■ **Action requise**
Poursuivez, s'il vous plaît, le texte sur Bichancourt à partir de sa dernière phrase.

■ **Texte fourni**
# # # #

L’emplacement même du presbytère fut donné par une demoiselle Nicole Lafavarette, retirée au couvent du Sauvoir-sous-Laon, le 10 octobre 1429.

Le presbytère fut vendu en 1793 comme bien national.

Les 15 mars et 15 mai de l’année 1826, le conseil municipal de Bichancourt adressa un projet d’acquisition de l’ancien presbytère vendu en 1793.

Une ordonnance royale du 8 octobre 1826 autorisa cette acquisition.

Ce presbytère fut démoli dans la suite et remplacé par une construction monumentale.


INSTITUTRICES RELIGIEUSES


L’année 1847 voit arriver à Bichancourt deux religieuses de la Sainte Famille d’Amiens pour diriger l’école des filles.

L’école était dirigée par deux laïques ; l’une d’elles qui exerçait depuis le 7 novembre 1832, mourut le 25 juin 1847. L’institutrice restante proposa à M. le curé d’avoir avec elle une religieuse.

Le comité local de Bichancourt composé de MM. Leroy, maire ; Philippoteaux, curé ; Lafontaine, percepteur ; Pierre Molin, cultivateur et Montier Thomas, chanvrier et choriste, délibéra et fit appeler l’institutrice pour connaître ses intentions.

Elle préféra de nouveau une religieuse.

Le comité fit la demande à la supérieure d’Amiens et lui exposa les conditions.

La supérieure répondit qu’elle ne pouvait accepter la direction de l’école des filles de Bichancourt, pour exercer ces fonctions conjointement avec une institutrice séculière, attendu que cela était contre leurs règles. Elle ajoutait que si la dame institutrice quittait le poste et si le comité voulait deux religieuses, la chose pourrait se faire facilement. Bref : elle exposait des conditions.

Le 31 décembre 1846, Melle Innérie Roux, institutrice, tomba malade et démissionna peu de temps après.

Le conseil municipal fit alors venir deux religieuses.


AGRICULTURE
MÉTHODES D’EXPLOITATION, OUTILLAGE, PROGRES, etc...


L’agriculture est restée longtemps stationnaire parce qu’elle fut entravée par la routine et elle n’est encore actuellement qu’un art dans l’enfance. Le morcellement des propriétés a contribué à former bon nombre de petits propriétaires qui n’ont pas les moyens d’exploitation nécessaires et qui sont réduits aux plus simples systèmes de culture.
Les méthodes et l’outillage agricoles ne sont en progrès que dans quatre exploitations.
La plupart des cultivateurs ne s’inquiètent pas suffisamment de la nature du sol qu’ils cultivent et l’observation la plus superficielle montre qu’il existe de profondes différences entre les terres qui font partie du territoire de Bichancourt : il faudrait dresser la carte chimique du territoire pour mieux raisonner l’emploi des engrais et modifier les assolements.

# # # #

■ **Données à examiner**

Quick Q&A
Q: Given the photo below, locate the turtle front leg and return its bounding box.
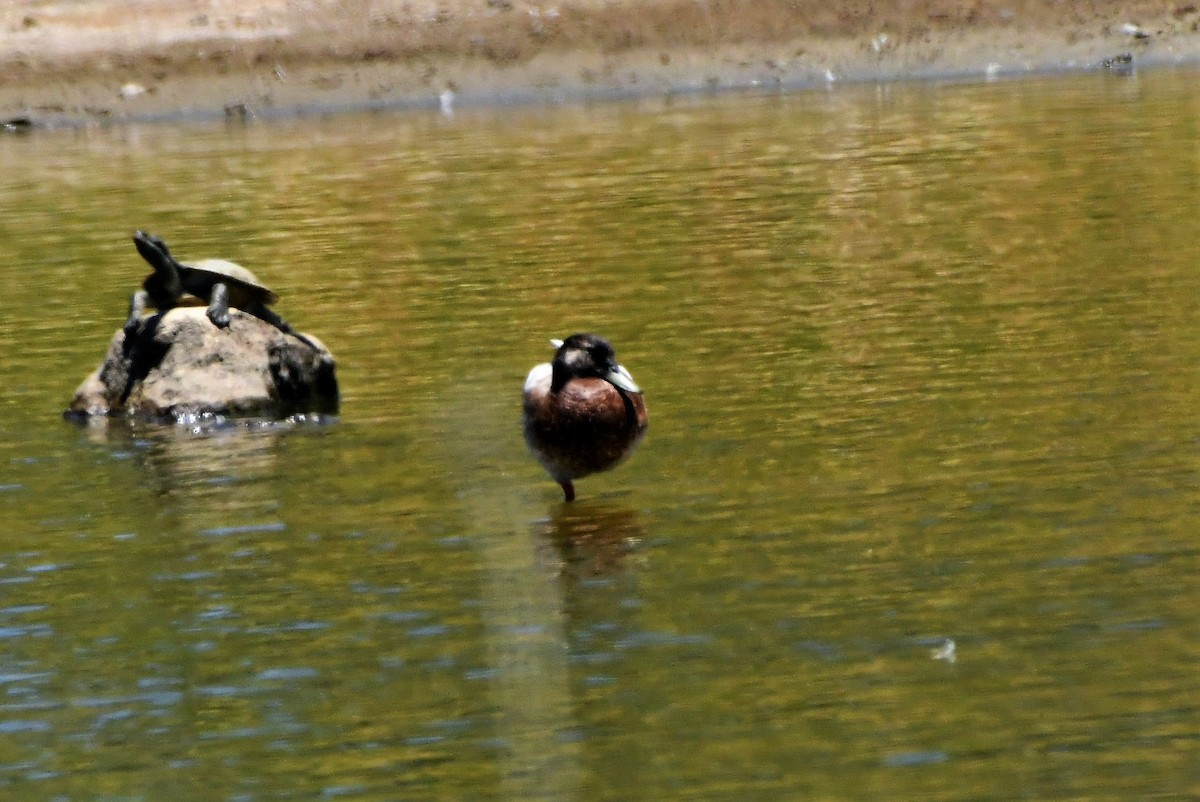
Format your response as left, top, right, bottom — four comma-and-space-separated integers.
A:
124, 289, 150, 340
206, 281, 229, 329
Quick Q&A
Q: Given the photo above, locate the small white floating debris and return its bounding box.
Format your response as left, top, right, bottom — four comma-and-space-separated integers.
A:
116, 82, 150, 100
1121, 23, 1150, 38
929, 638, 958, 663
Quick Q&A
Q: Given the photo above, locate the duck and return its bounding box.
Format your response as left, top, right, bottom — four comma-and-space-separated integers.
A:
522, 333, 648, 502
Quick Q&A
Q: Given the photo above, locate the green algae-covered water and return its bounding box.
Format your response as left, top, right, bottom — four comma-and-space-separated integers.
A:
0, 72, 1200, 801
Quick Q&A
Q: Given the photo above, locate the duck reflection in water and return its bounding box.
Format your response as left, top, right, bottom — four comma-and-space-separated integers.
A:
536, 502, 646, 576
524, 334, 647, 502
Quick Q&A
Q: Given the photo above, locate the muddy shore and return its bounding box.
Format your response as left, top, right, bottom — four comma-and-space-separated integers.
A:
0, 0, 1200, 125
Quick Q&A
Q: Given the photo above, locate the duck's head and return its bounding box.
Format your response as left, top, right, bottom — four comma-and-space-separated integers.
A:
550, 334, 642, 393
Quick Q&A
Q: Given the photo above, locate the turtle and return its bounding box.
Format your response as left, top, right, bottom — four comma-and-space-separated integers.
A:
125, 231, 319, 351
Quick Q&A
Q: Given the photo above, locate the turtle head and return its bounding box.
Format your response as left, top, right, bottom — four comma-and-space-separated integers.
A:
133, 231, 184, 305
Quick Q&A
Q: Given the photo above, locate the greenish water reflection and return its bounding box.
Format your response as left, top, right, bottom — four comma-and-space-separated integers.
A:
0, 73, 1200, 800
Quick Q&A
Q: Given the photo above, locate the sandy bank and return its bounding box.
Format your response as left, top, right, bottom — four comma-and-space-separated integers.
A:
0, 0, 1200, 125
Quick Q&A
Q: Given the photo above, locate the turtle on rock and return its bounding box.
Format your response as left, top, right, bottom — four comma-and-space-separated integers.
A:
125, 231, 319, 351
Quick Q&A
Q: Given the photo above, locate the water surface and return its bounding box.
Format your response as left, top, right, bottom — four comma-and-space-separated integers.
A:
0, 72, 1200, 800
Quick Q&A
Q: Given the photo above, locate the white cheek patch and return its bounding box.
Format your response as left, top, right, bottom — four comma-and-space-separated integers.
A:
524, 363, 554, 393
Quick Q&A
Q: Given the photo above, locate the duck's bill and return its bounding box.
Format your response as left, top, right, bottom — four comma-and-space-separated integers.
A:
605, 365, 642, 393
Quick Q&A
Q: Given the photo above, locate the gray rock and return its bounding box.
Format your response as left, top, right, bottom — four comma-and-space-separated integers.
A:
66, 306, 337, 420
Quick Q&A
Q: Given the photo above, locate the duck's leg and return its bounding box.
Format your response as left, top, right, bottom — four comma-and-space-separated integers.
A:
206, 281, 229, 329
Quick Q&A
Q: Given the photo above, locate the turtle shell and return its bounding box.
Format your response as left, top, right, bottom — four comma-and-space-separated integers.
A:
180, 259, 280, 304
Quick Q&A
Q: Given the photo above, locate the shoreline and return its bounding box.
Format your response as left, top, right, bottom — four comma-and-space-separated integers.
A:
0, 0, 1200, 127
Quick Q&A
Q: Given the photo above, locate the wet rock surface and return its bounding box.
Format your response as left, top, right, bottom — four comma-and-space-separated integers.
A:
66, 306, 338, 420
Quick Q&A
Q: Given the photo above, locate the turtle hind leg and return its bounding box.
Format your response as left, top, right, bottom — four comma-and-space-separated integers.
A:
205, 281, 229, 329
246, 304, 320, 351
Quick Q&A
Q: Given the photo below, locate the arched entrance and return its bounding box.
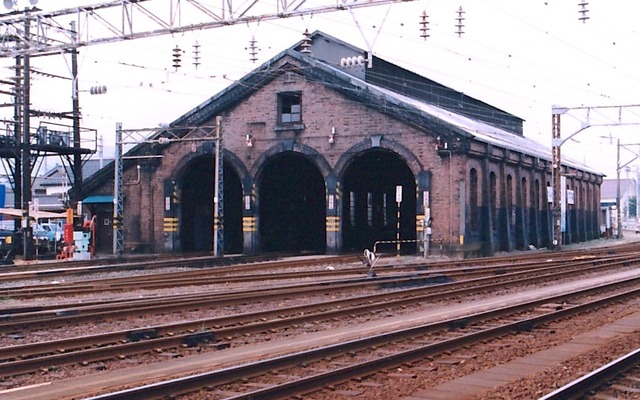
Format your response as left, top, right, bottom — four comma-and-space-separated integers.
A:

# # # #

■ **Réponse**
Les deux principales cultures sont, en premier lieu, celle de la betterave, puis celle du blé.

CULTURE DE LA BETTERAVE

Etat des dépenses pour 1 hectare :

- 2 labours 72 F

- 2 hersages 18 F

- 3 roulages 12 F

- Semences 30 F

- Façons d’ensemencement 8 F

- ratissages 80 F

- arrachages 40 F

- charriage 45 F

- impôt 8 F

- intérêt du capital à 3 %

intérêt pour l’outillage 120 F

- entretien 15 F

- fumier (pour 2 ou 3 ans) pour l’an 120 F

- charriage de l’engrais

engrais 60 F

Total 608 F

Tous les cultivateurs utilisent les engrais industriels et spécialement les superphosphates, mélanges de phosphates et de nodules rendus plus actifs par l’emploi de l’acide sulfurique et le nitrate de soude, d’un prix plus élevé, mais dont l’efficacité est aujourd’hui parfaitement démontrée.

Ces deux engrais sont associés.

Quant à la quantité employée par hectare, elle varie selon les cultivateurs et la bonne ou mauvaise composition du sol ensemencé.

Nous avons donc enregistré une dépense de 608 F qui s’élèverait de 640 F à 650 F pour les cultivateurs, peu nombreux toutefois, qui emploient les engrais dans de plus grandes proportions.

RENDEMENT POUR 1 HECTARE

Le rendement moyen varie entre 35000 et 40000 kg par hectare depuis les 6 dernières années. Il tend toujours à augmenter.

Comme la valeur de la betterave dépend de la densité du jus qu’elle fournit et que le temps a beaucoup d’influence sur la valeur saccharique de la betterave, nous inscrirons le rendement moyen minimum en raison des chances à courir.

36000 kg à 28 f les 1000 kg = 1008 F

Le bénéfice serait de : 1008 - 608 = 400 F

De plus les queues de betteraves et les fragments de racines servent parfois de nourriture aux bestiaux.

Mais généralement ces parties sont répandues sur la terre afin de servir en quelque sorte à la façon des engrais verts, car ils contiennent une notable proportion de potasse, d’azote et d’acide phosphorique.

Nous les considérerons pourtant comme étant de nulle valeur, parce que les betteraves, plus que n’importe quelle autre plante, font perdre à la terre une grande quantité de substances organiques et de principes minéraux.

Aussitôt que la terre est débarrassée des betteraves, elle est labourée et semée en blé.

LA CULTURE DU BLE

La culture de cette précieuse céréale réussit parfaitement sur le terroir.

On la sème généralement en automne dans les terres cultivées la même année en betteraves.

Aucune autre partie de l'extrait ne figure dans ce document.